§ Exercise instructions
Shift every coordinate in the answers of the data below by adding 86 to each number, leaving the requests and their format samples unchanged, and write all the lines out again, requests included. Leave the pictures out.

§ Supplied records
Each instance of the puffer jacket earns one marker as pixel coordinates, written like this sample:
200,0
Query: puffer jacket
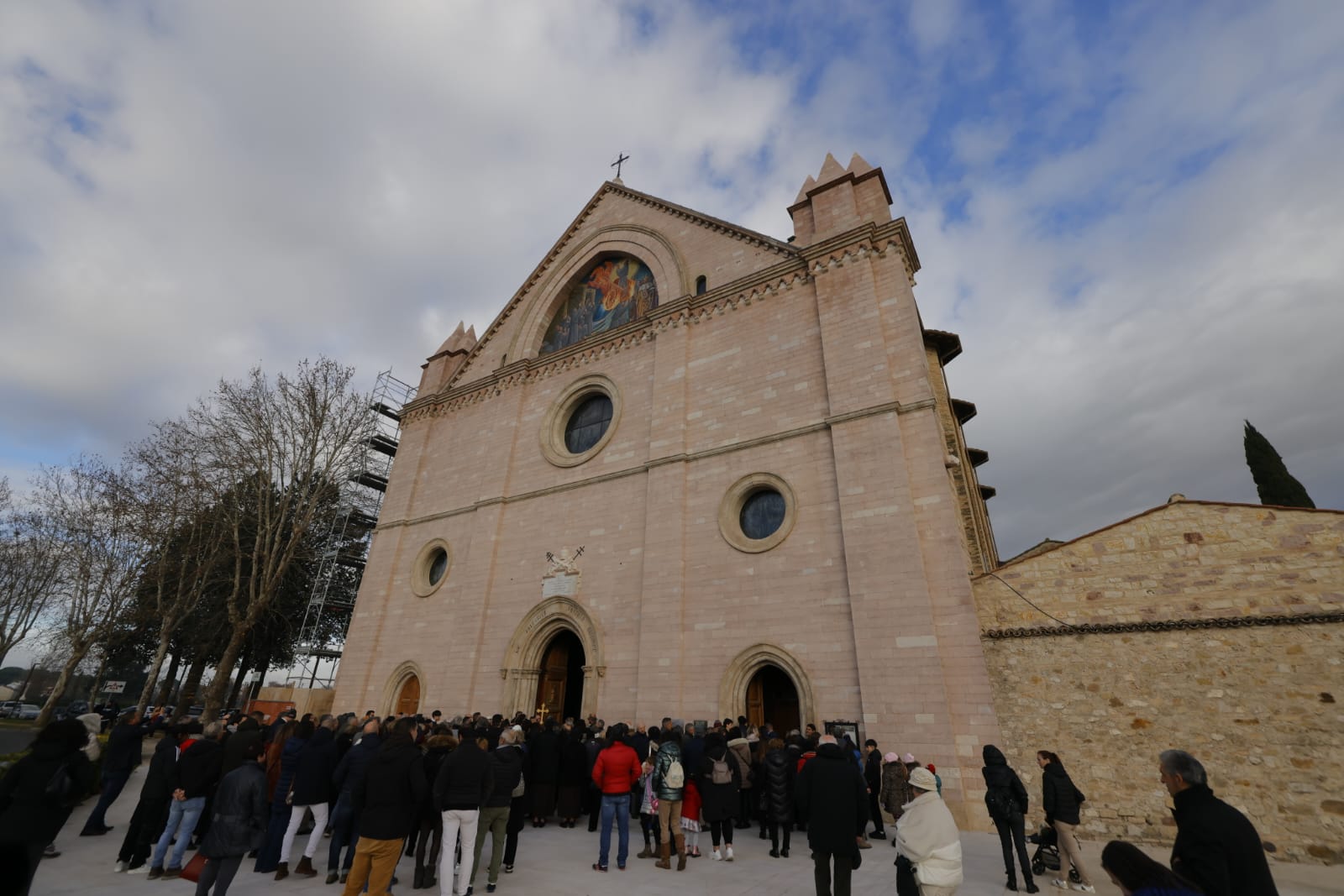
239,815
1058,794
27,815
779,772
1000,777
315,768
669,752
507,763
616,770
927,836
895,789
741,750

§ Answer to this problem
Each instance of the puffer jacket earns one marker as pixel coordinates, written like this sample:
200,0
Query: puffer jacket
325,901
1144,880
113,901
865,858
1086,863
401,854
755,838
593,849
702,856
1013,922
981,875
827,836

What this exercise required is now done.